▸ Aufgabe 1
Bearbeite den Text zum biblischen Hebräisch: Schreib alles von „וּלְכָל־חַיַּת הָאָרֶץ וּלְכָל־ע֣וֹף“ bis hinunter zu „Wirksamkeit ohne Widerstand.“ noch einmal ab und setze dabei „Gras“ anstelle von „Kraut“.

▸ Vorliegender Text
%%
Biblisches Hebräisch

וּלְכָל־חַיַּת הָאָרֶץ וּלְכָל־ע֣וֹף הַשָּׁמַיִם וּלְכֹ֣ל רוֹמֵ֣שׂ עַל־הָאָ֡רֶץ אֲשֶׁר־בּ֣וֹ נֶ֣פֶשׁ חַיָּה֒ אֶת־כָּל־יֶ֣רֶק עֵ֔שֶׂב לְאָכְלָ֖ה וַֽיְהִי־כֵֽן׃
Anmerkungen:
• נֶפֶשׁ חַיָּה – „lebendige Seele“ / „lebendiges Wesen“ → betont die Beseelung auch der Tiere.
• יֶרֶק עֵשֶׂב – „grünes Kraut“ → Ernährung in paradiesischer Ordnung.
• וַיְהִי־כֵן – „Und so geschah es“ → göttliche Wirksamkeit ohne Widerstand.

Biblisches Griechisch (Septuaginta)
%%
▸ Vorliegende Einträge
%%
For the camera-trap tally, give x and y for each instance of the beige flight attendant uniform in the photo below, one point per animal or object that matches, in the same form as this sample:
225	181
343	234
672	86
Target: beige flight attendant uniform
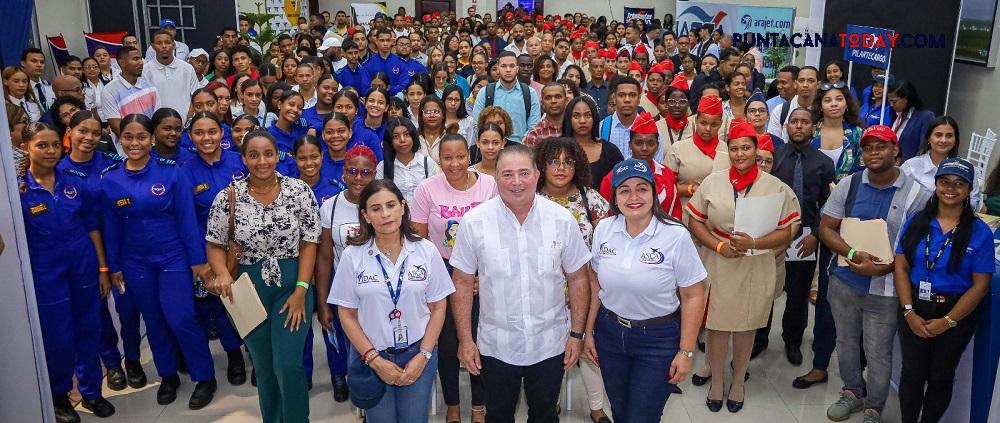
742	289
%%
▸ Aufgabe 2
Filtere die Einträge und gib jede Zeile wieder, in der die Zeichenfolge „uniform“ vorkommt. Achte dabei auf Groß- und Kleinschreibung.

▸ Fertige Antwort 1
וּלְכָל־חַיַּת הָאָרֶץ וּלְכָל־ע֣וֹף הַשָּׁמַיִם וּלְכֹ֣ל רוֹמֵ֣שׂ עַל־הָאָ֡רֶץ אֲשֶׁר־בּ֣וֹ נֶ֣פֶשׁ חַיָּה֒ אֶת־כָּל־יֶ֣רֶק עֵ֔שֶׂב לְאָכְלָ֖ה וַֽיְהִי־כֵֽן׃
Anmerkungen:
• נֶפֶשׁ חַיָּה – „lebendige Seele“ / „lebendiges Wesen“ → betont die Beseelung auch der Tiere.
• יֶרֶק עֵשֶׂב – „grünes Gras“ → Ernährung in paradiesischer Ordnung.
• וַיְהִי־כֵן – „Und so geschah es“ → göttliche Wirksamkeit ohne Widerstand.

▸ Fertige Antwort 2
For the camera-trap tally, give x and y for each instance of the beige flight attendant uniform in the photo below, one point per animal or object that matches, in the same form as this sample:
Target: beige flight attendant uniform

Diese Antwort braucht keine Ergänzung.